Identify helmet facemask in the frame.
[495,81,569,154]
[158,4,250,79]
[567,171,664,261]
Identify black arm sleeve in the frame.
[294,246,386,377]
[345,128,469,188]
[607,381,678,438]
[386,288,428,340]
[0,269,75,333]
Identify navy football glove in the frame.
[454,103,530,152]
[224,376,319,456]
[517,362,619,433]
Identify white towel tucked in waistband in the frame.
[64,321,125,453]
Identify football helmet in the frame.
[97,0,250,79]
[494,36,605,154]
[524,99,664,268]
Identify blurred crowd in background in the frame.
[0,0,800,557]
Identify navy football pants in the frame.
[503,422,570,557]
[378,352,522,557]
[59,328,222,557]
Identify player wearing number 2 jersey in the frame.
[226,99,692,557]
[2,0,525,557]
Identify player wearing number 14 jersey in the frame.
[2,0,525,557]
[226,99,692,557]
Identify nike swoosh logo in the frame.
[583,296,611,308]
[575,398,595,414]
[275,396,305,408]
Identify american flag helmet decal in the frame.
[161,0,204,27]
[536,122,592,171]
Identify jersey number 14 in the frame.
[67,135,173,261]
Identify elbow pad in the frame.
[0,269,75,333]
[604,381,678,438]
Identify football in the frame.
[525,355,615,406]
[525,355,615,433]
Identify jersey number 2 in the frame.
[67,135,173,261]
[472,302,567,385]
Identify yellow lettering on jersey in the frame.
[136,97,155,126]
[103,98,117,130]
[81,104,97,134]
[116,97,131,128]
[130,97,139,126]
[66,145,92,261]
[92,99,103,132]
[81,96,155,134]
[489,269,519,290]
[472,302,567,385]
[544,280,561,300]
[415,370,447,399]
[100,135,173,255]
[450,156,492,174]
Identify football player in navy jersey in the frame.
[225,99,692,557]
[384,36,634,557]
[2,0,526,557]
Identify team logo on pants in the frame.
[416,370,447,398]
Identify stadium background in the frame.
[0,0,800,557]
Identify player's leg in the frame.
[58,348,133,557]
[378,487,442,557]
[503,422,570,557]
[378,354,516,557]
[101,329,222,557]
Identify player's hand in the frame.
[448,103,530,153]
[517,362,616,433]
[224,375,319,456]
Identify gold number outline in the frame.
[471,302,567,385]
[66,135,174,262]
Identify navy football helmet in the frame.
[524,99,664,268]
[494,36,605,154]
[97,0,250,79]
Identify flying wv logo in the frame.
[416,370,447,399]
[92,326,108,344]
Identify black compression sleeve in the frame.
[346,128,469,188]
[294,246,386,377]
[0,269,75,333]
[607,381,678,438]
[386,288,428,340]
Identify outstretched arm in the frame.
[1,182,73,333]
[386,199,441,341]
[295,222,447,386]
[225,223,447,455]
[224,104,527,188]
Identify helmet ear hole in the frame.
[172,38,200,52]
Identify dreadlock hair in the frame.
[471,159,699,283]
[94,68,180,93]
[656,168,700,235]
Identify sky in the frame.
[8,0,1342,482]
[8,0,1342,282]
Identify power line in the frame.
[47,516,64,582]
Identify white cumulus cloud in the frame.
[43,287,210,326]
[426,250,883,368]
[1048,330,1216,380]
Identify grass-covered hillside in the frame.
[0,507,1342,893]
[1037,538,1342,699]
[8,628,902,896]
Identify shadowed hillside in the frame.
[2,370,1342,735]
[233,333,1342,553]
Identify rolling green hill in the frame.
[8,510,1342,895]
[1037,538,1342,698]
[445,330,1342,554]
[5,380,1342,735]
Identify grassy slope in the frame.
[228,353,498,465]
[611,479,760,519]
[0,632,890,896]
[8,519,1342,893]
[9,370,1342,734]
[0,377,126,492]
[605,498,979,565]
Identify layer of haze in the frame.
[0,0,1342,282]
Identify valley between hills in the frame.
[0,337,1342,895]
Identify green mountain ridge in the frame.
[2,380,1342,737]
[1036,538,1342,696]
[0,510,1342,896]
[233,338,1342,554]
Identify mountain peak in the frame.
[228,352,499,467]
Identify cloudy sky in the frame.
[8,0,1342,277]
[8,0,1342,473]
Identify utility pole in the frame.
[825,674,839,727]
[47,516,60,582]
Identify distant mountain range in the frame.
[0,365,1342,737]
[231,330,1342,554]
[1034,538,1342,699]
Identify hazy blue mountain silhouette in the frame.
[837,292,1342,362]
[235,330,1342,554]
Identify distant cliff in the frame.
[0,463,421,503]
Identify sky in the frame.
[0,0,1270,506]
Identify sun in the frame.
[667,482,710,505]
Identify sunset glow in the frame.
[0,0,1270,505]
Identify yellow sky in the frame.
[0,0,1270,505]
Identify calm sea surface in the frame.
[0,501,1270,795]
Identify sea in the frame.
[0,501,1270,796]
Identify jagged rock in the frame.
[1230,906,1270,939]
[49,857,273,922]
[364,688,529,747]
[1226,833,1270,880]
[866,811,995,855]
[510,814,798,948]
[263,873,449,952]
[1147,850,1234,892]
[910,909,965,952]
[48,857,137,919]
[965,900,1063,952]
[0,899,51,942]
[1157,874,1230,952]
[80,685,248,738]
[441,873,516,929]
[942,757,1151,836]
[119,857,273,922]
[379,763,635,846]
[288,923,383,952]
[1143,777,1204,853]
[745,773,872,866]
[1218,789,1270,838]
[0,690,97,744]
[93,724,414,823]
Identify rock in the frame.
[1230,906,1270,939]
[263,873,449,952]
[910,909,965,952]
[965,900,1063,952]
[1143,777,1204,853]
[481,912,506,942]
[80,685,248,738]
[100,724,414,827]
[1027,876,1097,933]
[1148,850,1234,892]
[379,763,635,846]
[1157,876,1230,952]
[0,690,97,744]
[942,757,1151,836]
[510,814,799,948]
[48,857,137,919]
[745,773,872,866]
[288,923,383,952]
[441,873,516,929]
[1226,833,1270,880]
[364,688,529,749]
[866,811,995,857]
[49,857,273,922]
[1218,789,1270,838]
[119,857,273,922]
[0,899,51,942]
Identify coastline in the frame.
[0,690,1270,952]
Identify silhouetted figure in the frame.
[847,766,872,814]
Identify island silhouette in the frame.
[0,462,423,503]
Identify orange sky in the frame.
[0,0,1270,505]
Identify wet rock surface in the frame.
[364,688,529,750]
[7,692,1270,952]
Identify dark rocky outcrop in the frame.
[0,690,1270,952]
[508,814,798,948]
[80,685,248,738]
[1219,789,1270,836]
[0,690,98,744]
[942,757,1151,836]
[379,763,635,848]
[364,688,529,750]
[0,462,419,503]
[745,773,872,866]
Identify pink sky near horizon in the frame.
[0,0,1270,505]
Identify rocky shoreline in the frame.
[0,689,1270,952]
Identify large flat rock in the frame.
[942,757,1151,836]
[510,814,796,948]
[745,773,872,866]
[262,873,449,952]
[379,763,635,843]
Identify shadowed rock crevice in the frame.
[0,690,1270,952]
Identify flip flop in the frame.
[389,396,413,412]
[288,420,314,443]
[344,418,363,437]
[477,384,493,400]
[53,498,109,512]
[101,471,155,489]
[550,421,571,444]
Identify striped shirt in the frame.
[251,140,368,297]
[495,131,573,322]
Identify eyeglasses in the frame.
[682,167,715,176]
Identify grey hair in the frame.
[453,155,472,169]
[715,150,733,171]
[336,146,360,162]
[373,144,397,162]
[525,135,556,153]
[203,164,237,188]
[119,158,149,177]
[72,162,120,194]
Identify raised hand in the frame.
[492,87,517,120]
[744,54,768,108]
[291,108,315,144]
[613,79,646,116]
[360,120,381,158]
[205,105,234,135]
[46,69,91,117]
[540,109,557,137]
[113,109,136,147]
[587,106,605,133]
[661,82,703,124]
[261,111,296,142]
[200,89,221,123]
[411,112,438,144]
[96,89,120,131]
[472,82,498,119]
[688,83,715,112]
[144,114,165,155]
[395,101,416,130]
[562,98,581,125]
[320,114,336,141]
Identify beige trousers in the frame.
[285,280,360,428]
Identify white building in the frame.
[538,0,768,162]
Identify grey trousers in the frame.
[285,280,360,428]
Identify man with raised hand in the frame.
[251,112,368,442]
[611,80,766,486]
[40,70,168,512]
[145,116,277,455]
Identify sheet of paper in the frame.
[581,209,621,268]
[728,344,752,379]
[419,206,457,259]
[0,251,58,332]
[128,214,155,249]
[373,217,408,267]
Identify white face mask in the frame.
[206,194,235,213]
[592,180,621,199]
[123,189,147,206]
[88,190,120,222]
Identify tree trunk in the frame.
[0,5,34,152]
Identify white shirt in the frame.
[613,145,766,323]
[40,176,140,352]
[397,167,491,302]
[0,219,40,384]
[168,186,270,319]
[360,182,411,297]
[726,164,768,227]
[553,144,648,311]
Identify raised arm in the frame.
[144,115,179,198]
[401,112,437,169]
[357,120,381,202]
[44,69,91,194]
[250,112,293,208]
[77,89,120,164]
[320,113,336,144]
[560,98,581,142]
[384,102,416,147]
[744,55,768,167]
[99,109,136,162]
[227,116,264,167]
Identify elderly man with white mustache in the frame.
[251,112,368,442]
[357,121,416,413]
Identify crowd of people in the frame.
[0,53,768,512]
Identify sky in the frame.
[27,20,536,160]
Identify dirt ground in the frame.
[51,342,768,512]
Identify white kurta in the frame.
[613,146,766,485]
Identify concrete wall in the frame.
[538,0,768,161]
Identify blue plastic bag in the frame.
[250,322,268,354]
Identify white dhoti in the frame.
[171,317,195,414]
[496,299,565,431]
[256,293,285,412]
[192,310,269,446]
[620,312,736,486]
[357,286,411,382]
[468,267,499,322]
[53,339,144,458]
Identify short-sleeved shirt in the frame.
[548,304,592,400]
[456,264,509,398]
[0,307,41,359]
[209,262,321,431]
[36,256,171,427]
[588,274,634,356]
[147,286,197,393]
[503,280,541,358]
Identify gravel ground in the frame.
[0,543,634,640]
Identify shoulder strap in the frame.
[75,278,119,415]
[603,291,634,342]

+ + +

- STATED GOAL:
Transcribe the lines verbatim, beginning with the line containing "Identify sheet of paper in the frame." and continuing through the line containing "[250,322,268,354]".

- ANSWER TO THIS TASK:
Identify sheet of paper in the frame.
[581,209,621,268]
[728,344,752,379]
[419,206,457,259]
[0,251,58,332]
[128,214,155,249]
[373,217,408,267]
Identify white face mask in the frame.
[206,194,235,213]
[592,180,621,199]
[123,189,147,206]
[88,190,120,222]
Identify tree trunk in the frame.
[0,5,34,152]
Identify white shirt in the frame.
[613,145,766,323]
[40,176,140,352]
[397,167,491,302]
[0,219,40,384]
[168,186,270,319]
[360,182,411,297]
[726,164,768,227]
[553,144,648,311]
Identify raised arm in the frame.
[144,115,179,198]
[401,112,437,169]
[357,120,381,202]
[44,69,91,194]
[250,112,293,208]
[77,89,120,164]
[320,113,336,144]
[560,98,581,142]
[384,102,416,147]
[744,55,768,167]
[99,109,136,162]
[227,116,264,167]
Identify elderly man with white mustache in the frame.
[251,112,368,442]
[357,121,416,413]
Identify crowd of people in the frame.
[0,53,768,512]
Identify sky in the frame.
[27,20,536,160]
Identify dirt ground in the frame.
[51,342,768,512]
Identify white kurta in the frame.
[613,146,766,485]
Identify concrete wall in the frame.
[538,0,768,161]
Identify blue plastic bag in the frame.
[250,322,268,354]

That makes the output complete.